YOUR TASK
Copy the data below exactly. Any pictures in it should be omitted.

DATASET EXCERPTS
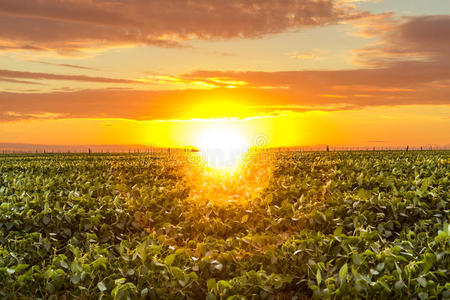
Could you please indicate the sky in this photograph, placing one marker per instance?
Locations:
(277, 72)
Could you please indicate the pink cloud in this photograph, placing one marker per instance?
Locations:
(73, 26)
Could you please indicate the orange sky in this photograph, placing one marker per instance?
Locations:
(300, 72)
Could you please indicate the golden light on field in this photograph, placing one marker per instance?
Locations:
(222, 147)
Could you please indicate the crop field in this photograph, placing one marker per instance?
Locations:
(286, 225)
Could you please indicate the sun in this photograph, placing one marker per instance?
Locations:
(222, 147)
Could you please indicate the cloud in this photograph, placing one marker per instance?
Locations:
(70, 27)
(310, 54)
(12, 75)
(399, 39)
(65, 65)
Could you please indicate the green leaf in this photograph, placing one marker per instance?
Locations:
(318, 277)
(101, 286)
(169, 259)
(343, 271)
(211, 285)
(422, 281)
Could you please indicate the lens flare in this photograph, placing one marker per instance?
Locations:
(222, 147)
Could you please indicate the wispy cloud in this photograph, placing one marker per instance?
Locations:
(310, 54)
(74, 26)
(65, 65)
(8, 74)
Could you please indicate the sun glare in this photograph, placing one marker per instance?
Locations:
(222, 147)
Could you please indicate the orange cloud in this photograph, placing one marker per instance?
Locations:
(72, 26)
(399, 39)
(12, 75)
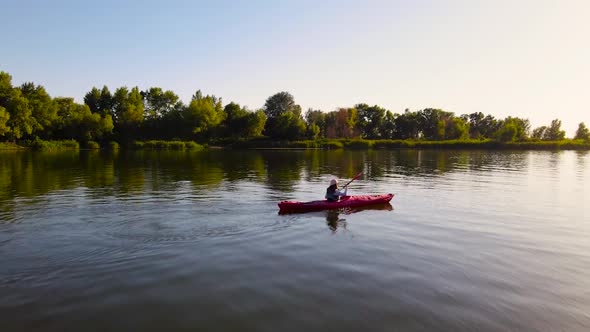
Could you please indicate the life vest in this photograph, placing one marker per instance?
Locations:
(331, 194)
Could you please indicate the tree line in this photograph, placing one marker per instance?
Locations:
(29, 112)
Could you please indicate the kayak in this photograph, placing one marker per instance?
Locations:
(344, 202)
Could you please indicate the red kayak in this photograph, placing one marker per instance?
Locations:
(345, 201)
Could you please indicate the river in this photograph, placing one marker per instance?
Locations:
(178, 241)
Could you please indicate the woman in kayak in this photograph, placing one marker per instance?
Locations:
(332, 193)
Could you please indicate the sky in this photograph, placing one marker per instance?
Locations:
(525, 58)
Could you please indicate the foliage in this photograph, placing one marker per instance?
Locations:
(370, 120)
(280, 103)
(582, 132)
(554, 132)
(165, 145)
(38, 144)
(92, 145)
(203, 115)
(131, 116)
(4, 117)
(113, 145)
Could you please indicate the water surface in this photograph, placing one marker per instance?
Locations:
(178, 241)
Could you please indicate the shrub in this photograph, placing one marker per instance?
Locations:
(113, 145)
(91, 145)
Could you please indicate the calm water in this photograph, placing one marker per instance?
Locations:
(176, 241)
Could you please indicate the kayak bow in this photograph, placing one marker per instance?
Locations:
(345, 201)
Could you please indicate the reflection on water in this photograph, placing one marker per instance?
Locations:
(28, 174)
(179, 241)
(334, 218)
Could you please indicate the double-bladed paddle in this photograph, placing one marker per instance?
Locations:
(354, 178)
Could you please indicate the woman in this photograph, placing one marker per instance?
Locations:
(332, 193)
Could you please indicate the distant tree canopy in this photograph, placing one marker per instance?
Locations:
(28, 112)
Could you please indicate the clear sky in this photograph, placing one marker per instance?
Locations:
(527, 58)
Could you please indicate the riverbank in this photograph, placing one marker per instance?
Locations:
(91, 145)
(324, 144)
(407, 144)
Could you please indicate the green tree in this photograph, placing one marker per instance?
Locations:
(288, 125)
(539, 133)
(239, 122)
(513, 125)
(78, 122)
(105, 102)
(457, 128)
(203, 115)
(481, 126)
(158, 102)
(5, 88)
(406, 125)
(284, 120)
(342, 123)
(554, 132)
(429, 123)
(370, 120)
(507, 133)
(128, 107)
(43, 110)
(313, 119)
(21, 121)
(387, 129)
(256, 122)
(280, 103)
(582, 132)
(4, 117)
(92, 99)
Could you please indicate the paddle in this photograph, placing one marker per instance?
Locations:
(354, 178)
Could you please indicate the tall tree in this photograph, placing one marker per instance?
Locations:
(317, 120)
(539, 133)
(406, 125)
(4, 117)
(280, 103)
(21, 121)
(513, 129)
(370, 120)
(92, 99)
(43, 109)
(342, 123)
(203, 115)
(284, 119)
(105, 102)
(158, 102)
(128, 107)
(554, 132)
(582, 132)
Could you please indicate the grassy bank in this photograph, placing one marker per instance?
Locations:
(324, 144)
(361, 144)
(165, 145)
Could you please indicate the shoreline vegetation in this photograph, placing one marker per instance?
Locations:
(157, 119)
(322, 144)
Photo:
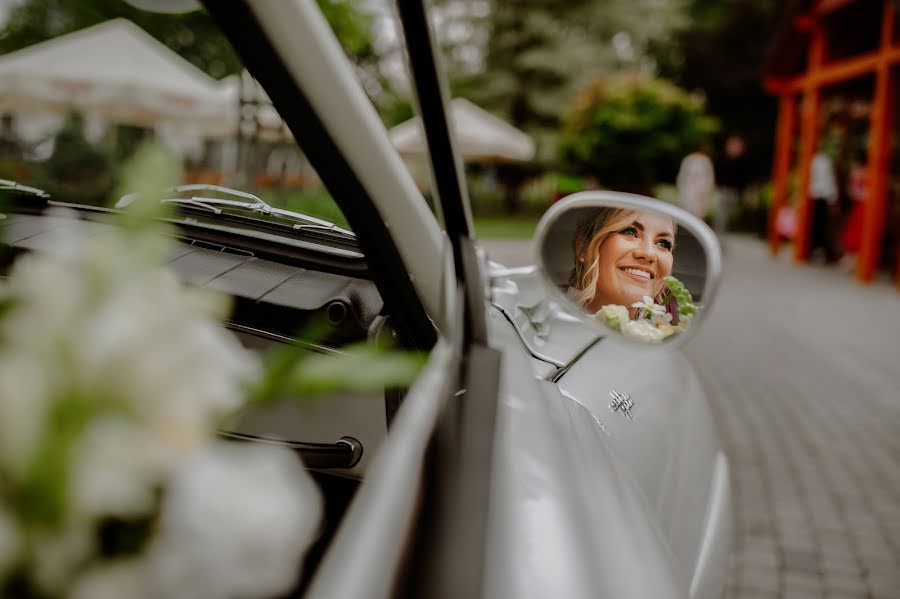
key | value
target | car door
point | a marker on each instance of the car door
(419, 486)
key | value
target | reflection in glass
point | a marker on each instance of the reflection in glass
(622, 273)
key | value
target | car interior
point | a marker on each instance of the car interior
(276, 294)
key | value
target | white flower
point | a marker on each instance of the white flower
(25, 398)
(642, 330)
(658, 317)
(116, 469)
(235, 522)
(123, 579)
(647, 304)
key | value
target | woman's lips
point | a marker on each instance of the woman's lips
(638, 275)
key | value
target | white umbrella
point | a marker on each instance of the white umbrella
(118, 72)
(479, 135)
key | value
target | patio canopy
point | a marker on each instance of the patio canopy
(116, 72)
(479, 135)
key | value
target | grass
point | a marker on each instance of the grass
(500, 227)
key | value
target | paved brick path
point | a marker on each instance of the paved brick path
(802, 368)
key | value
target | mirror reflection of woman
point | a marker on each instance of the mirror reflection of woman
(621, 257)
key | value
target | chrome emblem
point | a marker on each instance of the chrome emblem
(621, 402)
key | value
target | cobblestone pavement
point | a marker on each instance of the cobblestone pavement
(802, 368)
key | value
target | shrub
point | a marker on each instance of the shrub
(632, 131)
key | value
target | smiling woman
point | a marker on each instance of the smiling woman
(621, 257)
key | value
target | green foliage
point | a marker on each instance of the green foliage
(686, 307)
(540, 52)
(77, 170)
(363, 367)
(722, 54)
(632, 131)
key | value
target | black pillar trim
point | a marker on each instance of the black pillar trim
(429, 85)
(240, 25)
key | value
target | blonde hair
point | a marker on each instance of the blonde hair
(590, 234)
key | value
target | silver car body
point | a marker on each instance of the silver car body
(583, 501)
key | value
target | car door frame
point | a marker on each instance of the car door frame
(421, 513)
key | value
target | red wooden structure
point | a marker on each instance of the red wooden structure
(814, 31)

REPLY TO THE EXERCISE
Could you please indicate the sky in this photograph, placing one marker per instance?
Locations:
(277, 72)
Could you please indicate the pink cloud in this photograph, placing one marker per instance?
Locations:
(73, 26)
Could you please indicate the orange sky in this photograph, placing one marker per instance?
Locations:
(300, 72)
Could you please indicate the golden light on field in this photograph, placing one marker per instance?
Locations:
(222, 147)
Could you please indicate the crop field in this photograph, placing one marker per instance?
Locations:
(286, 225)
Could you please indicate the sun in this photograph, placing one marker per instance?
Locations:
(222, 147)
Could you please indicate the cloud in this photograph, placing one marker per instance?
Locations:
(70, 27)
(310, 54)
(12, 75)
(399, 39)
(65, 65)
Could you please indicate the green leaf in this photograph, placing one marker per instance?
Locations:
(318, 277)
(101, 286)
(169, 259)
(343, 271)
(211, 285)
(422, 281)
Could you please indicate the lens flare in this photograph, placing one marker per instance?
Locations:
(222, 147)
Could you please indicate the wispy cloud in this photograph, placing one marker per instance?
Locations:
(310, 54)
(74, 26)
(65, 65)
(8, 74)
Could you please indicate the sun glare in this photograph, placing one marker per instance?
Locations:
(222, 147)
Could you please indicate the orange cloud in this photograph, placing one marker per instance?
Locations:
(72, 26)
(399, 39)
(12, 75)
Could you please indicate the life vest in this photograph, placing one marker per instance?
Locations:
(331, 194)
Could you please indicate the tree line in this photograph, placing one marker per instance?
Locations:
(29, 112)
Could you please indicate the kayak in this photograph, placing one marker per instance?
Locations:
(344, 202)
Could you please indicate the red kayak in this photograph, placing one marker per instance?
Locations:
(345, 201)
Could you please indicate the river in this photograph, placing one marker per instance?
Locations:
(178, 241)
Could you please indicate the woman in kayak in this photograph, placing one marker per instance?
Locations:
(332, 193)
Could you please indicate the sky in this photograph, placing one marker per instance?
Locations:
(525, 58)
Could you please indicate the foliage in this photograph, placing one marker per instance?
Locations:
(370, 120)
(280, 103)
(582, 132)
(554, 132)
(165, 145)
(38, 144)
(92, 145)
(203, 115)
(131, 116)
(4, 117)
(113, 145)
Could you please indicate the water surface in this photograph, placing one marker per instance?
Locations:
(178, 241)
Could you please indicate the shrub in this photograph, placing one marker per instance?
Locations:
(113, 145)
(91, 145)
Could you please indicate the calm water in this photograph, placing one marker per instance?
Locations:
(176, 241)
Could you please indicate the kayak bow in this photograph, placing one marker per instance?
Locations:
(345, 201)
Could you please indicate the reflection on water in this photograph, placing one marker per instance?
Locations:
(28, 174)
(179, 241)
(334, 218)
Could you please indicate the double-bladed paddle in this photograph, placing one marker per instance?
Locations:
(354, 178)
Could you please indicate the woman in this photograph, placing one marker per instance?
Locations:
(332, 193)
Could you please indicate the distant tree canopy in this photograph, placing one marker per instance?
Locations:
(28, 112)
Could you please indicate the clear sky in this photograph, placing one marker per instance?
Locations:
(527, 58)
Could you please indicate the riverbank in this photograph, placing one marker per instance?
Locations:
(91, 145)
(324, 144)
(407, 144)
Could you please indicate the green tree in this photograph, placing one marker per instance?
Locations:
(288, 125)
(539, 133)
(239, 122)
(513, 125)
(78, 122)
(105, 102)
(457, 128)
(203, 115)
(481, 126)
(158, 102)
(5, 88)
(406, 125)
(284, 120)
(342, 123)
(554, 132)
(429, 123)
(370, 120)
(507, 133)
(128, 107)
(43, 110)
(313, 119)
(21, 121)
(387, 129)
(256, 122)
(280, 103)
(582, 132)
(4, 117)
(92, 99)
Could you please indicate the paddle in this photograph, placing one marker per instance?
Locations:
(354, 178)
Could you please indicate the tall tree in this photograph, placing one marker per instance?
Locations:
(317, 120)
(539, 133)
(406, 125)
(4, 117)
(280, 103)
(21, 121)
(513, 129)
(370, 120)
(92, 99)
(43, 109)
(342, 123)
(203, 115)
(284, 119)
(105, 102)
(158, 102)
(128, 107)
(554, 132)
(582, 132)
Could you please indicate the grassy bank in this photograph, placing one marker per instance?
Locations:
(324, 144)
(361, 144)
(165, 145)
Could you please indicate the shoreline vegetation in this photograph, placing one marker per instance?
Locations:
(157, 119)
(322, 144)
Photo:
key | value
target | car door
point | a marker on each instance of the car door
(419, 486)
key | value
target | reflection in glass
point | a marker on each instance of the reflection in glass
(622, 273)
key | value
target | car interior
point | a marker on each instance of the car interior
(276, 294)
key | value
target | white flower
point | a marker on each instance of the white flower
(25, 398)
(642, 330)
(658, 317)
(116, 469)
(235, 522)
(123, 579)
(647, 304)
key | value
target | woman's lips
point | a marker on each instance of the woman's lips
(638, 275)
key | value
target | white umbrella
point | a marker on each instance of the white umbrella
(118, 72)
(479, 135)
key | value
target | patio canopy
point | a marker on each instance of the patio canopy
(116, 72)
(479, 135)
key | value
target | grass
point | a marker on each instance of the grass
(500, 227)
key | value
target | paved brick path
point | a marker on each instance of the paved brick path
(802, 368)
key | value
target | mirror reflection of woman
point | a marker on each instance of the mirror reflection of woman
(621, 257)
key | value
target | chrome emblem
point | a marker on each instance of the chrome emblem
(621, 402)
key | value
target | cobblestone pavement
point | a marker on each instance of the cobblestone pavement
(802, 368)
key | value
target | shrub
point | a marker on each instance of the shrub
(632, 131)
key | value
target | smiling woman
point | a marker on each instance of the smiling woman
(621, 257)
key | value
target | green foliage
point | a marker on each instance of the green foliage
(686, 307)
(540, 52)
(77, 170)
(363, 367)
(722, 54)
(632, 131)
key | value
target | black pillar trim
point | a marker on each instance of the black pillar trim
(429, 85)
(240, 25)
key | value
target | blonde hair
point | a marker on each instance of the blonde hair
(590, 234)
key | value
target | silver car body
point | a marker on each instance of the silver car body
(583, 501)
key | value
target | car door frame
point | a marker on each instance of the car door frame
(421, 513)
key | value
target | red wooden structure
point | a marker on each instance of the red wooden structure
(814, 31)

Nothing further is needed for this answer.